***** Task material

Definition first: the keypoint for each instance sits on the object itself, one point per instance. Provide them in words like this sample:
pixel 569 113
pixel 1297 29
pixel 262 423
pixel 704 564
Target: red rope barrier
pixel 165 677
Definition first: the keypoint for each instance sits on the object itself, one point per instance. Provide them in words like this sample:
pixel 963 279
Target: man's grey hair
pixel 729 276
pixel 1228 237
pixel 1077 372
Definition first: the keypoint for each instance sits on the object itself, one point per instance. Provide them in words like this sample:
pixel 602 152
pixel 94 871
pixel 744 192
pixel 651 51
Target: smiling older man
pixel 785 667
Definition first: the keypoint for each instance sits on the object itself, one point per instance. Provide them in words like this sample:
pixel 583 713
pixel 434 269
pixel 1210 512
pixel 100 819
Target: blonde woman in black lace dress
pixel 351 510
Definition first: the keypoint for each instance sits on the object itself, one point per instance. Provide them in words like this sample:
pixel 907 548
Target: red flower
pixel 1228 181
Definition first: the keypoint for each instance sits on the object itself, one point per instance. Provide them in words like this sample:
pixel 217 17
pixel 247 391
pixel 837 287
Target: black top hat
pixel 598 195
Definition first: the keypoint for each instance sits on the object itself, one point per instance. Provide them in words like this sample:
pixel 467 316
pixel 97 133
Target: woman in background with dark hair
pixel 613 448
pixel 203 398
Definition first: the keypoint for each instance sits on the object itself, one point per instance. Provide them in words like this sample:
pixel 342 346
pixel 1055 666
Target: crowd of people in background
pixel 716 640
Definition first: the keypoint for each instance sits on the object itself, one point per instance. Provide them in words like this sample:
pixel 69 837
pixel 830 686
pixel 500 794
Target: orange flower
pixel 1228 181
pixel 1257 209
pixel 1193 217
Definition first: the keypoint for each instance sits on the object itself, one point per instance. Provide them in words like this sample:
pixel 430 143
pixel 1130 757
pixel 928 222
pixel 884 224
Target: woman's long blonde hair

**********

* **Work instruction**: Please reproduce all of the entries exactly as they stand.

* **Expected answer**:
Definition first: the keypoint for each instance sits on the object itself, one point per instance. Provide them in words like this sample:
pixel 569 113
pixel 1297 29
pixel 262 423
pixel 704 564
Target: red rope barrier
pixel 165 677
Definition first: the keypoint for each instance sits on the object itself, one point per instance. Provide them in words like this sample:
pixel 963 279
Target: man's grey hair
pixel 729 276
pixel 1228 237
pixel 1077 372
Definition first: the keypoint for each instance sits on the object itself, one point per instance. Provide them in words like this sample:
pixel 602 152
pixel 94 871
pixel 744 192
pixel 651 51
Target: smiling older man
pixel 785 667
Definition first: the keypoint for each instance sits on the object itself, one point per instance. Provide them in words like this sample:
pixel 583 713
pixel 434 269
pixel 1210 512
pixel 100 819
Target: blonde woman in black lace dress
pixel 351 510
Definition first: the keypoint for each instance sits on the object itself, one point per instance. Provide them in words like this sample:
pixel 907 548
Target: red flower
pixel 1228 181
Definition first: the keypoint for each instance sits on the object itself, one point per instance. Provide them in words like this sample:
pixel 217 17
pixel 247 391
pixel 837 287
Target: black top hat
pixel 598 195
Definition first: the keypoint for each instance sits on the object itself, one point per instance. Provide them in words like this sample:
pixel 467 316
pixel 97 133
Target: woman in background with dark hair
pixel 613 448
pixel 203 398
Definition first: the keypoint for each instance sits on the object itself, one point per instance. Provide them in words like this sample:
pixel 342 346
pixel 1055 666
Target: crowd of people in background
pixel 716 640
Definition first: the keypoint for each instance sits on the object itself, one point per instance. Provide them in words like this sample:
pixel 69 837
pixel 830 686
pixel 500 794
Target: orange flower
pixel 1228 181
pixel 1257 209
pixel 1193 217
Definition first: the keypoint for each instance sits on the object itself, one point per instance. Provide them in words like this sample:
pixel 430 143
pixel 1130 757
pixel 928 222
pixel 884 224
Target: woman's long blonde hair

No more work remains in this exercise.